WRITTEN PROBLEM: Please reproduce the lines of the material below, from the line containing "Emit the bounding box for the small" through the line containing "525, 294, 599, 344", inclusive, switching "call convention" to "calling format" and keeping everything else the same.

RECORDS SUPPLIED:
#####
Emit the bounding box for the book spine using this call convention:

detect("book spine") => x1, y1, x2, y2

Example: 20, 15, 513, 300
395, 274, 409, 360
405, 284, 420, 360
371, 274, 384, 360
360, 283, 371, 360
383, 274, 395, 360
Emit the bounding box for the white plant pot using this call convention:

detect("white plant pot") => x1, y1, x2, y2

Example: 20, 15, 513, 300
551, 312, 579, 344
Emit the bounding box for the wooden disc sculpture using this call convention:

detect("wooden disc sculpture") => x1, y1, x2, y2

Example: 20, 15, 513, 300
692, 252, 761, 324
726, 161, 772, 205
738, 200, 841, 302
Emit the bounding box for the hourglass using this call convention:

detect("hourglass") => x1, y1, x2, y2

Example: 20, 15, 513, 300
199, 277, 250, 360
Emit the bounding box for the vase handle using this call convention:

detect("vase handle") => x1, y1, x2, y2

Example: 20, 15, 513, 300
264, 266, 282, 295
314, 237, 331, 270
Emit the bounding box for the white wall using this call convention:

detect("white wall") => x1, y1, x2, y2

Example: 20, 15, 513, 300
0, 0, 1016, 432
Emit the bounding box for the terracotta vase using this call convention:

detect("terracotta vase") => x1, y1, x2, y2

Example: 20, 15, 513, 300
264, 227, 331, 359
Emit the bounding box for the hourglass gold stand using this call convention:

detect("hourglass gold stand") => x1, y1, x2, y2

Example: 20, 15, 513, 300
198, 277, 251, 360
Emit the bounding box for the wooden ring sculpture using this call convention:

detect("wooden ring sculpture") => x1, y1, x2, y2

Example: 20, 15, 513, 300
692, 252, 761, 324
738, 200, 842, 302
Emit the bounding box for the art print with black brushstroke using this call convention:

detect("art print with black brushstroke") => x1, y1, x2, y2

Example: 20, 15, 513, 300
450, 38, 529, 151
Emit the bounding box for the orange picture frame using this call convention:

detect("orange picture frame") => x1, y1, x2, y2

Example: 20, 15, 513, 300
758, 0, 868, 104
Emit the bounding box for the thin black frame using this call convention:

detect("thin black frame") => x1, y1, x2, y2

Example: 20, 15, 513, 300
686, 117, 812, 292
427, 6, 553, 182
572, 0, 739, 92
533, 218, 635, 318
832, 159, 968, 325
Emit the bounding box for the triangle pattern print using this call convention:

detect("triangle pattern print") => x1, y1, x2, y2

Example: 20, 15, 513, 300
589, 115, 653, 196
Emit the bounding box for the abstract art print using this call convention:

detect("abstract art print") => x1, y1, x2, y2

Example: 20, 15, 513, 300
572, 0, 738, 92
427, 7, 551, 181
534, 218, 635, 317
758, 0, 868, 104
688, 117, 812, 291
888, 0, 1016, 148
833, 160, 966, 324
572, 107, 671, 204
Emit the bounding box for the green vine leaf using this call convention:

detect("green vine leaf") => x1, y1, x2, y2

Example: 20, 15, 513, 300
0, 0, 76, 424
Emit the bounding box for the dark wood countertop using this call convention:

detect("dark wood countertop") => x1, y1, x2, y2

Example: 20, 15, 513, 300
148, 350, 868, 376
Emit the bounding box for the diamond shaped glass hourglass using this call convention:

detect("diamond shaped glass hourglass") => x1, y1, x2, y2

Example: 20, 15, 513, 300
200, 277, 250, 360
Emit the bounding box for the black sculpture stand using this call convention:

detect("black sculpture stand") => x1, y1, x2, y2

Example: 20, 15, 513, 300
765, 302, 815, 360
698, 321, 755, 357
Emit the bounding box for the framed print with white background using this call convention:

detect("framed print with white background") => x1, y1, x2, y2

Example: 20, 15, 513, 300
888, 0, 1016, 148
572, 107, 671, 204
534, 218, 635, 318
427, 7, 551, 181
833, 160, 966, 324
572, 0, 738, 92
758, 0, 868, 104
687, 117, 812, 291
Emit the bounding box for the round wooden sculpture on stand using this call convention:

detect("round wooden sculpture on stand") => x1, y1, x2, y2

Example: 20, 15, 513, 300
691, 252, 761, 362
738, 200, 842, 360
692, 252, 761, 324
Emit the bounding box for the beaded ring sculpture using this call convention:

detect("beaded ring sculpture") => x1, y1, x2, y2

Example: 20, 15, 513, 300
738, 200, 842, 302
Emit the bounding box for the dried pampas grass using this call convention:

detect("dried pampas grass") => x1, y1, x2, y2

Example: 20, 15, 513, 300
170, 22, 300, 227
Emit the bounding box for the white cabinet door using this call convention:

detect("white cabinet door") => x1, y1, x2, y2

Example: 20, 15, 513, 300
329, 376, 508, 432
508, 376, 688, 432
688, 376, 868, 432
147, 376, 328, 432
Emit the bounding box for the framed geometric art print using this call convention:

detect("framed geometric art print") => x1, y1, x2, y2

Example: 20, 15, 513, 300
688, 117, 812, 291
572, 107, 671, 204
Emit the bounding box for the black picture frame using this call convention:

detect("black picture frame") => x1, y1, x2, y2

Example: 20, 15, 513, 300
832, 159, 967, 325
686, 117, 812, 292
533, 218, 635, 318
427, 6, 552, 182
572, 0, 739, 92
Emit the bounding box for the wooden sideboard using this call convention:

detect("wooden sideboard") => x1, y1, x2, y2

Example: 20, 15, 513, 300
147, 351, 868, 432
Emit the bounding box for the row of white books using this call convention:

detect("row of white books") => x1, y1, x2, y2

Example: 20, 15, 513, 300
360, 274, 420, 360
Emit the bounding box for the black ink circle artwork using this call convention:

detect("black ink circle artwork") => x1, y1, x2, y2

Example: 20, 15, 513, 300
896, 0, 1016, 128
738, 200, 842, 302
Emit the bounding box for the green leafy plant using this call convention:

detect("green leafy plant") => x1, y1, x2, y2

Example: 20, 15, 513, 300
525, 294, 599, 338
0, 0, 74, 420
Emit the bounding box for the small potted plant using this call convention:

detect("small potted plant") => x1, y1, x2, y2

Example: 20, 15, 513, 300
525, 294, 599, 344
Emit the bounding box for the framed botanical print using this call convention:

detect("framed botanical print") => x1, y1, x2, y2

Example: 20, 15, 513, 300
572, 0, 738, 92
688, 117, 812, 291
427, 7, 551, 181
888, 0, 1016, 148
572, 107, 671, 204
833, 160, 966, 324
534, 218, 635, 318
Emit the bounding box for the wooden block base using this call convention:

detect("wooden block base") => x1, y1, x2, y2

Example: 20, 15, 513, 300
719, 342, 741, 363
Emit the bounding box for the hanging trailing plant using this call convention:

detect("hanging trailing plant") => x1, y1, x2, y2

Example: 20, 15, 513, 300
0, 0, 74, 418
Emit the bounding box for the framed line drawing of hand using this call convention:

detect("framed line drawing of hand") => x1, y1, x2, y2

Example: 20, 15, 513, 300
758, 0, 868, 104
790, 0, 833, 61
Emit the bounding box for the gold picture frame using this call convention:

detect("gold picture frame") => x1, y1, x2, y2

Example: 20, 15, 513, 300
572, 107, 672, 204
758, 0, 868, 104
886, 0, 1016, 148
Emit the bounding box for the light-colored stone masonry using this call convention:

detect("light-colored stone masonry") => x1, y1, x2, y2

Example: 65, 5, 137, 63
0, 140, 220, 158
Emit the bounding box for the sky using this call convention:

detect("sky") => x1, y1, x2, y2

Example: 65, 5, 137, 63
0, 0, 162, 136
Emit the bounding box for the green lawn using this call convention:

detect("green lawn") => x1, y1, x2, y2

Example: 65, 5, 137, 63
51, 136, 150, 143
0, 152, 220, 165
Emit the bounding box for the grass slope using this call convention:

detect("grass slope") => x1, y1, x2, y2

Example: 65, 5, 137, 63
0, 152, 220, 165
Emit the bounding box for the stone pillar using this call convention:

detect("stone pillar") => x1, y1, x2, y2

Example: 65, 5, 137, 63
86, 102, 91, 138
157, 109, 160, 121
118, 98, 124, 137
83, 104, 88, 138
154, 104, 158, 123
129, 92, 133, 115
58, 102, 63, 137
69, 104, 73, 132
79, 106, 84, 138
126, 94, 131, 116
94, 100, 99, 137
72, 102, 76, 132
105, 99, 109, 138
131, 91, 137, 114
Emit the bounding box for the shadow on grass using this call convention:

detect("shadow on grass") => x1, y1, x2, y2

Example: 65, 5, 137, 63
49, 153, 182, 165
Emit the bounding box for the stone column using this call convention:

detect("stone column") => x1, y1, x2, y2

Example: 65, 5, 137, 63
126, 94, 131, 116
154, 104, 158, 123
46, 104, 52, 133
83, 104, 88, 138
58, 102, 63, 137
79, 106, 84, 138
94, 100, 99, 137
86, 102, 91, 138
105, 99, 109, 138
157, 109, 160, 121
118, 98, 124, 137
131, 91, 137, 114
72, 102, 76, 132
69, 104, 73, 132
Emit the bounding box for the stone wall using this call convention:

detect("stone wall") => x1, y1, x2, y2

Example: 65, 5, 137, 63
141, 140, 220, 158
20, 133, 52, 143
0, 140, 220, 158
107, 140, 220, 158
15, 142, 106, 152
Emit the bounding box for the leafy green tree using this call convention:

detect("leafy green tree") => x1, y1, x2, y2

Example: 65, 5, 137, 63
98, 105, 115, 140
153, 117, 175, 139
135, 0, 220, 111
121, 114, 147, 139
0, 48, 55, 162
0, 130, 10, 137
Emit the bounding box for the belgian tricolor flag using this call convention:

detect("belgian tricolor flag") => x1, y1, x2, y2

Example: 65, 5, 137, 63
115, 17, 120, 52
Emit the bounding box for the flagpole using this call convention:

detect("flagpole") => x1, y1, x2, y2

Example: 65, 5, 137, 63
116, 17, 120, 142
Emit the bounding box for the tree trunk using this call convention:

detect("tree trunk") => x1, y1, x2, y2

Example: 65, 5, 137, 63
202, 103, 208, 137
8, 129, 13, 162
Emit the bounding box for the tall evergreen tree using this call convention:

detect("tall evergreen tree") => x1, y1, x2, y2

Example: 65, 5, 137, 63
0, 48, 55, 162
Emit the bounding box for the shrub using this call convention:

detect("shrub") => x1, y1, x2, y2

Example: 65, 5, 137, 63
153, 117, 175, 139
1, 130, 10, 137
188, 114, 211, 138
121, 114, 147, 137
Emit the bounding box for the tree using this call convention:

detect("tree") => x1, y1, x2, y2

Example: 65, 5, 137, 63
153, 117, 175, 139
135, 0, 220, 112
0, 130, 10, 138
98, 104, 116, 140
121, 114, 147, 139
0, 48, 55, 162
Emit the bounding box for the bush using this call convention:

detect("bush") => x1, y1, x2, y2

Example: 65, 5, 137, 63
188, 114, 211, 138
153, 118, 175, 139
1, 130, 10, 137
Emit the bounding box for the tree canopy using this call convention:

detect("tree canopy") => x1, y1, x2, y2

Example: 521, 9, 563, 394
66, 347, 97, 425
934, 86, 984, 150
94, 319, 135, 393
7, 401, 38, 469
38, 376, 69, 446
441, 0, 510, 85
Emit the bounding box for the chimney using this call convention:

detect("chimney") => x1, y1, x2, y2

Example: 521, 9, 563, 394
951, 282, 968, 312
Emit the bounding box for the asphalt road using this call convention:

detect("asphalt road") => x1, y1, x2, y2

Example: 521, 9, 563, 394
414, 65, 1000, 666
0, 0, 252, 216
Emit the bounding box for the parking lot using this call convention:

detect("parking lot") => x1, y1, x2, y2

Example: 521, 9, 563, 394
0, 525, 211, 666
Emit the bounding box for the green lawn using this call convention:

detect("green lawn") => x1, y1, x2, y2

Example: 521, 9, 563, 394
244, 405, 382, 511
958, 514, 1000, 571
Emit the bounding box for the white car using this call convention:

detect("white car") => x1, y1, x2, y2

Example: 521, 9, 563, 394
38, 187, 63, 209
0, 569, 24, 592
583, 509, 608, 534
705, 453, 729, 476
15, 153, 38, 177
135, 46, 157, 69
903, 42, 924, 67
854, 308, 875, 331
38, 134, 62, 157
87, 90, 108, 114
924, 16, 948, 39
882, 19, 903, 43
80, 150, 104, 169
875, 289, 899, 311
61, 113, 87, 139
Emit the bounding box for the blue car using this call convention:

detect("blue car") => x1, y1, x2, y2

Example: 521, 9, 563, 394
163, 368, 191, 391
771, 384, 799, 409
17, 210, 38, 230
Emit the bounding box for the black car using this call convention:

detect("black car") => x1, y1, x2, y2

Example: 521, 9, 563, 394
#####
THE SOLUTION:
Emit the bounding box for the small potted plant using this calling format:

detect("small potted plant") => x1, y1, x2, y2

Example: 20, 15, 513, 300
525, 294, 599, 344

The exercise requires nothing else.